_Consegna A_.
Rispondi alle domande seguenti sul brano dell'inchiesta antimafia a Palermo.
(i) Quante società sono state sequestrate?
(ii) Per quanto tempo tre indagati non potranno esercitare attività imprenditoriali?
(iii) Di quale catena è proprietario Cesare Ciulla?
_Consegna B_. Ricopia dal brano dell'inchiesta antimafia a Palermo il tratto che va da "La Guardia di" fino a "favorire Cosa nostra.".
_Consegna C_. Prosegui il brano dell'inchiesta antimafia a Palermo a partire dall'ultima frase riportata.

_Brano_.
+++
La Guardia di finanza di Palermo ha colpito le infiltrazioni della mafia nell’economia cittadina con indagini che hanno portato all’esecuzione di sette misure cautelari e al sequestro di cinque società. L’inchiesta della Direzione distrettuale antimafia ha portato a due arresti in carcere e ad altrettanti ai domiciliari, mentre per altri tre indagati è scattato il divieto di esercitare attività imprenditoriali per un anno. Le accuse, a vario titolo, sono di concorso esterno in associazione mafiosa e intestazione fittizia di beni con l’aggravante di avere agito per favorire Cosa nostra.

A finire in carcere è stato l’imprenditore palermitano del settore dell’abbigliamento e dell’intimo Cesare Ciulla, proprietario della catena Hessian, accusato di rapporti con il boss di Pagliarelli Giuseppe Calvaruso.
+++
_Righe archiviate_.
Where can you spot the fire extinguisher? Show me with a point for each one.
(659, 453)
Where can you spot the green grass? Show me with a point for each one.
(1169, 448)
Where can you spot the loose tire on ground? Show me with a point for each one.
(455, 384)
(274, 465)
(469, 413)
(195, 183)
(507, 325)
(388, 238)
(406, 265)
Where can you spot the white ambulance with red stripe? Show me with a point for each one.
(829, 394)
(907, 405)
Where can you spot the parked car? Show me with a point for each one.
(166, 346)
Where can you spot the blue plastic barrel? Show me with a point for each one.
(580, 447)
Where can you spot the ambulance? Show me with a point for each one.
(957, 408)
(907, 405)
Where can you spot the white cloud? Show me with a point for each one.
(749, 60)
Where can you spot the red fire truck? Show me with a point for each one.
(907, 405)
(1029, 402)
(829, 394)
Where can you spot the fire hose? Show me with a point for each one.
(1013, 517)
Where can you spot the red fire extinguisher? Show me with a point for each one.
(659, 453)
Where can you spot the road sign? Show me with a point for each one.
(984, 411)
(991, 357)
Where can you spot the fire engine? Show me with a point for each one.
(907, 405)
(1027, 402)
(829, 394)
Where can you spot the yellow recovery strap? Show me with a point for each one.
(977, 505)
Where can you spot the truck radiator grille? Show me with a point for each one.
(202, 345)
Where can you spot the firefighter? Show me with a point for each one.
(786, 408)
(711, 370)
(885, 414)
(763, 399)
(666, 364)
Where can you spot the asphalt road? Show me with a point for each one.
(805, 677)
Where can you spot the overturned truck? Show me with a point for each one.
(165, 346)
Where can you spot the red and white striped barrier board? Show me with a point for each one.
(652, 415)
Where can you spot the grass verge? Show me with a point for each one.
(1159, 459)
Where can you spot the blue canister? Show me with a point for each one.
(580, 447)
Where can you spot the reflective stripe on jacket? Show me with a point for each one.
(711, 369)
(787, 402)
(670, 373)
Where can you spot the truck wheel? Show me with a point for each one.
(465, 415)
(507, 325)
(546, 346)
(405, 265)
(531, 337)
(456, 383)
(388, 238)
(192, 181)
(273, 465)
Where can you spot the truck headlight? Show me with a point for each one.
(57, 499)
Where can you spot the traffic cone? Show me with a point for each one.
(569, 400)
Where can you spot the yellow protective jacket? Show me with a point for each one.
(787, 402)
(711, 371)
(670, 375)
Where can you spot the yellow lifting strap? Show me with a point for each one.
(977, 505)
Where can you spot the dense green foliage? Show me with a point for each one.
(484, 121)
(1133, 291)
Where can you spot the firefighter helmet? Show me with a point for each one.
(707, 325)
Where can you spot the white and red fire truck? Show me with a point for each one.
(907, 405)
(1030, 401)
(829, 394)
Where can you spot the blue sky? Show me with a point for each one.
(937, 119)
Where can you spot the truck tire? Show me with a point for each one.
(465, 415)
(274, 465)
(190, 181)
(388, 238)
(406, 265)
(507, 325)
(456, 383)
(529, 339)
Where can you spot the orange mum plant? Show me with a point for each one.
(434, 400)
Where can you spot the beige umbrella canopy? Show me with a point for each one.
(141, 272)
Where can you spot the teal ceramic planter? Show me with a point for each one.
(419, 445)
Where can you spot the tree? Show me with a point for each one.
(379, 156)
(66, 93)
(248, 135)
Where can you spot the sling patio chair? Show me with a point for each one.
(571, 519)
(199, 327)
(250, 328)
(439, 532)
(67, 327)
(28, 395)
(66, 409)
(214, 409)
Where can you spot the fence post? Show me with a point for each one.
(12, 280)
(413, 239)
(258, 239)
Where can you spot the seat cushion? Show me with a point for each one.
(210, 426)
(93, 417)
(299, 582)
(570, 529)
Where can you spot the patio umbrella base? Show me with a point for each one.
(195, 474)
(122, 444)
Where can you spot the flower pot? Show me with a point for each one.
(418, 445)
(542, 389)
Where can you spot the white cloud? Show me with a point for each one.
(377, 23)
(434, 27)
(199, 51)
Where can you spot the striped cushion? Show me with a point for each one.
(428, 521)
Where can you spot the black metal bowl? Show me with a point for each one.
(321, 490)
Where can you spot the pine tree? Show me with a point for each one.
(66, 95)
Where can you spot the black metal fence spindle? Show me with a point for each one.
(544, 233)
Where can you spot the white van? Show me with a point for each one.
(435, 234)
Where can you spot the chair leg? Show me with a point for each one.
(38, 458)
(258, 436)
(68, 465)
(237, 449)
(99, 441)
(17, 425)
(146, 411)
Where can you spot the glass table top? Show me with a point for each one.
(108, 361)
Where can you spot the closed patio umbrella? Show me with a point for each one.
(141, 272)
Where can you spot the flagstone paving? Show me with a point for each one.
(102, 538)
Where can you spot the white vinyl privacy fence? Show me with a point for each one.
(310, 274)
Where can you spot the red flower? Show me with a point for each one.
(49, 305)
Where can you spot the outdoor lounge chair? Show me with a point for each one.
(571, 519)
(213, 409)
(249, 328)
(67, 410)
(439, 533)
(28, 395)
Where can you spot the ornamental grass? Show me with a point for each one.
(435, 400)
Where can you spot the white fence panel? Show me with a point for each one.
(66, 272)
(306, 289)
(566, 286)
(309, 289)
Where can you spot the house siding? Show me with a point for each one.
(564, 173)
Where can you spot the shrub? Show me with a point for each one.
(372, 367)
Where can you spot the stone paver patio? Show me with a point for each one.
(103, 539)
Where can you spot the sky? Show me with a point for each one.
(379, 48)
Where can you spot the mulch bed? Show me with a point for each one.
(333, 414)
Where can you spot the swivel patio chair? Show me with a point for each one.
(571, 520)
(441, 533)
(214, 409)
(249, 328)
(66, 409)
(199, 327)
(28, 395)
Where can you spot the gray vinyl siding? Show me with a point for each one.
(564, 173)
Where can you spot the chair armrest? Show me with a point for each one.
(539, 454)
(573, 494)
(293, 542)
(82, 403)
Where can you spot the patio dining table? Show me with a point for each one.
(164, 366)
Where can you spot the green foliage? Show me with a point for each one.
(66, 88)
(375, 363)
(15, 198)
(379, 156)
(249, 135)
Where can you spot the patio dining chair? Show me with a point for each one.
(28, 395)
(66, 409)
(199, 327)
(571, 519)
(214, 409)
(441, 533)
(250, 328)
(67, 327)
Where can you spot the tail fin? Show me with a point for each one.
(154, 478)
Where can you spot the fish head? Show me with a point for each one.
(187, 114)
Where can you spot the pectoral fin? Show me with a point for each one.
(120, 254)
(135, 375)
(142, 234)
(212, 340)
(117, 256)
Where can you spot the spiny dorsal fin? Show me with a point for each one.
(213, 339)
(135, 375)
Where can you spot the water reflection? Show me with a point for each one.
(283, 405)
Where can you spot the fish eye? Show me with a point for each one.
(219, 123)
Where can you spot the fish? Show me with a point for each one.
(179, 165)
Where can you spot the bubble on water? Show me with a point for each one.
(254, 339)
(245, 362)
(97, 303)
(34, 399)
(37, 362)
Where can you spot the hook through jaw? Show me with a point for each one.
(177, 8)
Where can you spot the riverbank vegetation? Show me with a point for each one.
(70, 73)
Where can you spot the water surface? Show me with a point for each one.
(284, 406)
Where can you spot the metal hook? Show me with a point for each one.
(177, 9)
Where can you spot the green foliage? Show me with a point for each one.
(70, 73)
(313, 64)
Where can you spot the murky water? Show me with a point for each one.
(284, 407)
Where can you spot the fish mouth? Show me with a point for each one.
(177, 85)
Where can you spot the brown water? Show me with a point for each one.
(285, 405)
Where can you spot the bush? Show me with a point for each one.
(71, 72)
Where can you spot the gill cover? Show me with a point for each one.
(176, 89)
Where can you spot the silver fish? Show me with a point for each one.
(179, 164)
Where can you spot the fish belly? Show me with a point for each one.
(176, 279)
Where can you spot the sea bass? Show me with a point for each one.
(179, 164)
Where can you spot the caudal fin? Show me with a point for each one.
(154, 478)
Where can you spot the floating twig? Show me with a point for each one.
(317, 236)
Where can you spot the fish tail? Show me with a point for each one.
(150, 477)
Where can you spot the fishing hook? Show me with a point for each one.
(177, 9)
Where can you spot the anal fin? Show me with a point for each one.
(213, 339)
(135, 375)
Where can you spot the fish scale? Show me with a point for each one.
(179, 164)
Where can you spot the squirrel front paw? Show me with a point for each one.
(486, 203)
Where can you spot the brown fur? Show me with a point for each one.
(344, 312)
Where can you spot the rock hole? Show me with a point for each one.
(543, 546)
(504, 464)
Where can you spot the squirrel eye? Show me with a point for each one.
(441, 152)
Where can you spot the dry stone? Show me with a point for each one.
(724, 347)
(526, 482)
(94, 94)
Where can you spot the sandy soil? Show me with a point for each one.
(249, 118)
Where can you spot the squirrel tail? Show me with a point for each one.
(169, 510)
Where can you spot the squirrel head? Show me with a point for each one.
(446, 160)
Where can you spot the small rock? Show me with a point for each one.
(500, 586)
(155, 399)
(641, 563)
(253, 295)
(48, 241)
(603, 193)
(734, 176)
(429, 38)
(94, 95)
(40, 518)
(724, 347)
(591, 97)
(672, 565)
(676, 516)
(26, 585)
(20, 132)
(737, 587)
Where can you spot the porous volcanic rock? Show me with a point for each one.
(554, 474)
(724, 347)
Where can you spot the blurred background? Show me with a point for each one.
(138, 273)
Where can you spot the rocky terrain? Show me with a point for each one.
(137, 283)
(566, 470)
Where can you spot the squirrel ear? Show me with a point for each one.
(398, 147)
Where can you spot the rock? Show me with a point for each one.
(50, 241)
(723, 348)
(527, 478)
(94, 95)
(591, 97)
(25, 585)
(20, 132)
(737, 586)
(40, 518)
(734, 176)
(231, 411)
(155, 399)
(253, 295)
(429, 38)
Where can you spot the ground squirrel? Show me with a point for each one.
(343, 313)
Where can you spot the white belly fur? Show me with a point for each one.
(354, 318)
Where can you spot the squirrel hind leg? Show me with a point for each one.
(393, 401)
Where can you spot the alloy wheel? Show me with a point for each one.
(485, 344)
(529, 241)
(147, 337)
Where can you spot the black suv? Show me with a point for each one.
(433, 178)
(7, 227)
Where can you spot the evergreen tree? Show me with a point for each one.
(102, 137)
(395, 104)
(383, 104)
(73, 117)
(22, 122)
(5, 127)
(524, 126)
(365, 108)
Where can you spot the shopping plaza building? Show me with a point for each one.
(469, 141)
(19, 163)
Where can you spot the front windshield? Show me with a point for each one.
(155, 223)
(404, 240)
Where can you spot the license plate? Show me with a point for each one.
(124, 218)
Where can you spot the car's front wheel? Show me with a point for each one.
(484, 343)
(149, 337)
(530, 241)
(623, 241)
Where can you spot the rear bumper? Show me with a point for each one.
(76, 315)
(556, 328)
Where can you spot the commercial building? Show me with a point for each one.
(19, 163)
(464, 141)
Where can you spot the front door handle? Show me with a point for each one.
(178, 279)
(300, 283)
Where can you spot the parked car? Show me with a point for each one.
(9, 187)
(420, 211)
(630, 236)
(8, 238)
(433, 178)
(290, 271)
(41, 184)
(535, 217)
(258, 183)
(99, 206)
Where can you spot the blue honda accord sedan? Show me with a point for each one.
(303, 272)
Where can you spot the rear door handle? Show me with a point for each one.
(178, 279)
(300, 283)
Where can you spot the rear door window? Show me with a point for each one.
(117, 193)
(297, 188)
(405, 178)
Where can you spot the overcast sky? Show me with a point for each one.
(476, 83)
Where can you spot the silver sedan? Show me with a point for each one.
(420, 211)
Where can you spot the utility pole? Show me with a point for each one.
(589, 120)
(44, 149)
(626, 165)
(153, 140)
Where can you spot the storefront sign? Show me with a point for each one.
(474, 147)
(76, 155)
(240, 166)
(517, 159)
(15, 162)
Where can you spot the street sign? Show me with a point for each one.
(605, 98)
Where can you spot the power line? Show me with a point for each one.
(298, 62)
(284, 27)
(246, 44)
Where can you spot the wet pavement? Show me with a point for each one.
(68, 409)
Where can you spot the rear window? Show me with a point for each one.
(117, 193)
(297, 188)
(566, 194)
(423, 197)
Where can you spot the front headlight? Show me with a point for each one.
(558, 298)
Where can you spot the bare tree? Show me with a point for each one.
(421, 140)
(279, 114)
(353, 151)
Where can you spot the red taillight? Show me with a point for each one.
+++
_Risposta corretta A_.
(i) Cinque.
(ii) Per un anno.
(iii) Della catena Hessian.

_Risposta corretta B_.
La Guardia di finanza di Palermo ha colpito le infiltrazioni della mafia nell’economia cittadina con indagini che hanno portato all’esecuzione di sette misure cautelari e al sequestro di cinque società. L’inchiesta della Direzione distrettuale antimafia ha portato a due arresti in carcere e ad altrettanti ai domiciliari, mentre per altri tre indagati è scattato il divieto di esercitare attività imprenditoriali per un anno. Le accuse, a vario titolo, sono di concorso esterno in associazione mafiosa e intestazione fittizia di beni con l’aggravante di avere agito per favorire Cosa nostra.

_Risposta corretta C_.
Le indagini, condotte dal Gico delle fiamme gialle di Palermo, hanno riguardato le attività di due imprenditori: secondo gli investigatori i due, gestendo attraverso prestanome “un articolato reticolo societario”, avrebbero “agevolato e rafforzato” gli interessi economico-criminali del mandamento mafioso di Pagliarelli.

“Per quello che posso fare… a disposizione” – si legge nelle trascrizioni delle intercettazioni che hanno condotto all’operazione Sottoveste. A parlare così era Cesare Ciulla accusato di rapporti con il boss Calvaruso.

L’imprenditore avrebbe aiutato il clan sollecitando la costituzione, appena uscito dal carcere, di un’impresa edile cui sarebbero stati affidati importanti lavori di ristrutturazione di numerosi punti vendita; procurando contatti con soggetti di rilievo del mondo imprenditoriale, assumendo i familiari del boss ed elargendo somme di denaro e altre forme di supporto economico durante il periodo di detenzione. “A disposizione”, diceva dunque l’imprenditore, e il boss, grato per quelle somme di denaro ricevute perché sotto pressione per le richieste dei familiari dei detenuti, rispondeva: “Grazie mi levi dai guai”.